Stored data entries:
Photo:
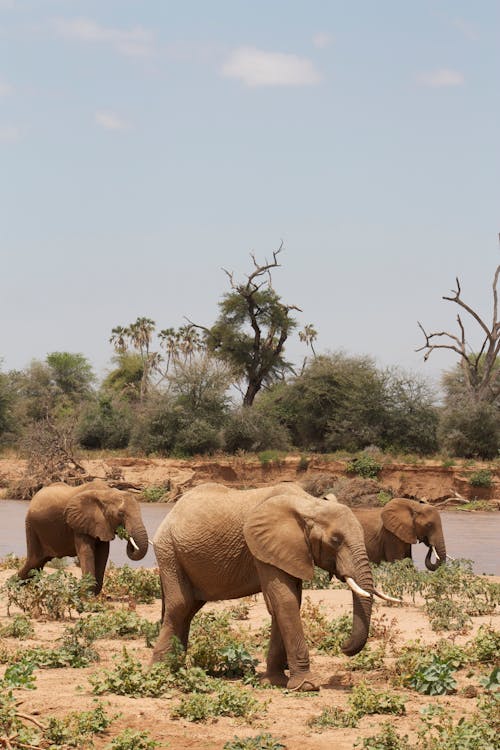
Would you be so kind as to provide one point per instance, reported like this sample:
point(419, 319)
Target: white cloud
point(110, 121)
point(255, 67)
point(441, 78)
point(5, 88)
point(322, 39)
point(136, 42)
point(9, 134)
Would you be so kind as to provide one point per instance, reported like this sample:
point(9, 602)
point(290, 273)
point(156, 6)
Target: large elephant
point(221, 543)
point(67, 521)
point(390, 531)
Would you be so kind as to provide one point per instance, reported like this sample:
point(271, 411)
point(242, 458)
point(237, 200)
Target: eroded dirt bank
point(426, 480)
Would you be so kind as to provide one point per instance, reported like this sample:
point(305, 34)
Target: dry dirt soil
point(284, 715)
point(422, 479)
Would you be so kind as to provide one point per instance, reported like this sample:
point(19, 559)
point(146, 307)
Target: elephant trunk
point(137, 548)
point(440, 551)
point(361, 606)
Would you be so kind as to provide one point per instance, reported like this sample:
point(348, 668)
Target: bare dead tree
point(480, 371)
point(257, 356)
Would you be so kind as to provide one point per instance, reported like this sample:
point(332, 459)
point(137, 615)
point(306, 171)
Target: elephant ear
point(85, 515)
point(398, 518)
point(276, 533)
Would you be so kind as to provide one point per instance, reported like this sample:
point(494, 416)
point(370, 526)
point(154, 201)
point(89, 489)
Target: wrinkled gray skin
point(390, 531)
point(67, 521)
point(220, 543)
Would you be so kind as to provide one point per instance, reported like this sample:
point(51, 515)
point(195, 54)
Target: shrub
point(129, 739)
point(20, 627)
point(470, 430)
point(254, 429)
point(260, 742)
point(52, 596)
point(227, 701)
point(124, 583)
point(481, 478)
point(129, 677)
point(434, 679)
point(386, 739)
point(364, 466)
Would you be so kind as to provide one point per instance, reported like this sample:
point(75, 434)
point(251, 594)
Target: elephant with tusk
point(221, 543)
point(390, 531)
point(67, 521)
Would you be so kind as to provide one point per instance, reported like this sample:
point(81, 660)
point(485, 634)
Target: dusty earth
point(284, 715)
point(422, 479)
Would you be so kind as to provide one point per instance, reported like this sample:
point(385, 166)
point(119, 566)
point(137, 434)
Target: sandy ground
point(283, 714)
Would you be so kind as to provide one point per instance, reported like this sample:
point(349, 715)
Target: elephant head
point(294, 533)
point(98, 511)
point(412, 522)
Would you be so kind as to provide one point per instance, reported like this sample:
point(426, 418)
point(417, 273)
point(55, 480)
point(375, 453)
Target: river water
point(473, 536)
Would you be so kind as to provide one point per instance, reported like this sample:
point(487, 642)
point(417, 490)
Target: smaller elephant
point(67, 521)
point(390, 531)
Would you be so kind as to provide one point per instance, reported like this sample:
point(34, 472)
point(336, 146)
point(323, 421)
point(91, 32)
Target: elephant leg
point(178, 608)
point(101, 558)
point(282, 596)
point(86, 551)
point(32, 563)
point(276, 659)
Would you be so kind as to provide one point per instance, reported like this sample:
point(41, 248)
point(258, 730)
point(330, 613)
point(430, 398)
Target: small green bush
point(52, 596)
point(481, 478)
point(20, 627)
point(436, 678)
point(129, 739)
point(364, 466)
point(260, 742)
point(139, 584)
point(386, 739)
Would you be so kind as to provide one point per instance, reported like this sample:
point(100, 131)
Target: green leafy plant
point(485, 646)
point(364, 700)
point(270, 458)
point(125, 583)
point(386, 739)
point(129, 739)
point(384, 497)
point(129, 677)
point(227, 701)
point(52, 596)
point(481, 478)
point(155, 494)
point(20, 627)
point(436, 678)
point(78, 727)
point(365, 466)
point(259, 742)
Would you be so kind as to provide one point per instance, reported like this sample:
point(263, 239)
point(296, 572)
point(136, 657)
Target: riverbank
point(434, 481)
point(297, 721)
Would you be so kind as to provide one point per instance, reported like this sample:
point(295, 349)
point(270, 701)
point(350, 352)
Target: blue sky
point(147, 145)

Task item: Give all the lines above again, character for character, without pictures.

Task output:
Photo:
Would you be so kind as to provide one point per instance, reported like this sample:
point(419, 319)
Target: white cloud
point(110, 121)
point(255, 67)
point(441, 78)
point(5, 88)
point(322, 39)
point(136, 42)
point(9, 134)
Would you be so kind as to provide one point per instance, reported like this sample:
point(9, 602)
point(290, 273)
point(156, 6)
Target: large elephant
point(221, 543)
point(67, 521)
point(390, 531)
Would you be so kind as to provide one point per instance, reported like this sample:
point(271, 411)
point(242, 458)
point(237, 200)
Target: eroded dirt bank
point(426, 480)
Would you be so kind as to provide one point per instance, reported like this sample:
point(305, 34)
Target: dry dirt soil
point(284, 715)
point(422, 479)
Would you be so kind as to provide one point per instance, reported like this sample:
point(19, 559)
point(146, 307)
Target: elephant trunk
point(137, 548)
point(440, 551)
point(361, 606)
Would you be so kind as to provide one point per instance, reported like this sample:
point(348, 668)
Target: bare dead tree
point(480, 371)
point(257, 356)
Would you be so kind as to provide one point per instance, reported like this sample:
point(332, 459)
point(137, 615)
point(306, 171)
Target: elephant ear
point(85, 515)
point(398, 518)
point(276, 533)
Would you be so kind as to provide one point per instance, reported like this sample:
point(494, 416)
point(370, 526)
point(154, 201)
point(89, 489)
Target: wrinkled gray skin
point(390, 531)
point(67, 521)
point(220, 543)
Would you be so kind as to provide one point per instance, reported like this sample:
point(51, 515)
point(195, 54)
Target: shrub
point(129, 739)
point(20, 627)
point(470, 430)
point(254, 429)
point(260, 742)
point(52, 596)
point(227, 701)
point(124, 583)
point(481, 478)
point(129, 677)
point(434, 679)
point(386, 739)
point(364, 466)
Would you be so kind as to provide one point per instance, reported like this sample:
point(75, 434)
point(251, 594)
Target: elephant with tusk
point(221, 543)
point(390, 531)
point(67, 521)
Would you be so kind as to provide one point per instance, reported like this sample:
point(81, 660)
point(485, 634)
Target: dusty earth
point(284, 715)
point(422, 479)
Would you be so kind as to provide one point per instance, reported like this sample:
point(385, 166)
point(119, 566)
point(137, 434)
Target: sandy ground
point(283, 714)
Would you be so kind as to provide one point per instance, reported like this sample:
point(349, 715)
Target: elephant head
point(294, 533)
point(98, 511)
point(412, 522)
Would you be so kind as to provide one point per instance, reported like this sample:
point(426, 418)
point(417, 273)
point(55, 480)
point(375, 453)
Target: river water
point(473, 536)
Would you be so kind as to provide one point per instance, reported like this sample:
point(487, 642)
point(417, 490)
Target: smaller elephant
point(67, 521)
point(390, 531)
Would you be so kind as to provide one point per instance, reported like this sample:
point(34, 472)
point(336, 146)
point(323, 421)
point(91, 32)
Target: elephant leg
point(178, 608)
point(101, 558)
point(282, 596)
point(86, 551)
point(32, 563)
point(276, 659)
Would you be so kind as to provide one point per instance, reported like this sample:
point(41, 248)
point(258, 730)
point(330, 613)
point(430, 398)
Target: small green bush
point(52, 596)
point(481, 478)
point(20, 627)
point(436, 678)
point(129, 739)
point(364, 466)
point(260, 742)
point(139, 584)
point(386, 739)
Would you be so kind as to provide one point per instance, reported like this sample:
point(100, 131)
Target: green leafy plant
point(485, 646)
point(364, 700)
point(270, 458)
point(125, 583)
point(386, 739)
point(129, 739)
point(384, 497)
point(129, 677)
point(227, 701)
point(52, 596)
point(481, 478)
point(155, 494)
point(20, 627)
point(436, 678)
point(78, 727)
point(365, 466)
point(259, 742)
Would you be so kind as to provide one point per instance, reported like this sample:
point(263, 239)
point(296, 572)
point(136, 657)
Target: riverbank
point(434, 481)
point(297, 721)
Would you be so kind as to provide one point per instance, reported like this sample:
point(295, 349)
point(270, 701)
point(350, 352)
Target: blue sky
point(147, 145)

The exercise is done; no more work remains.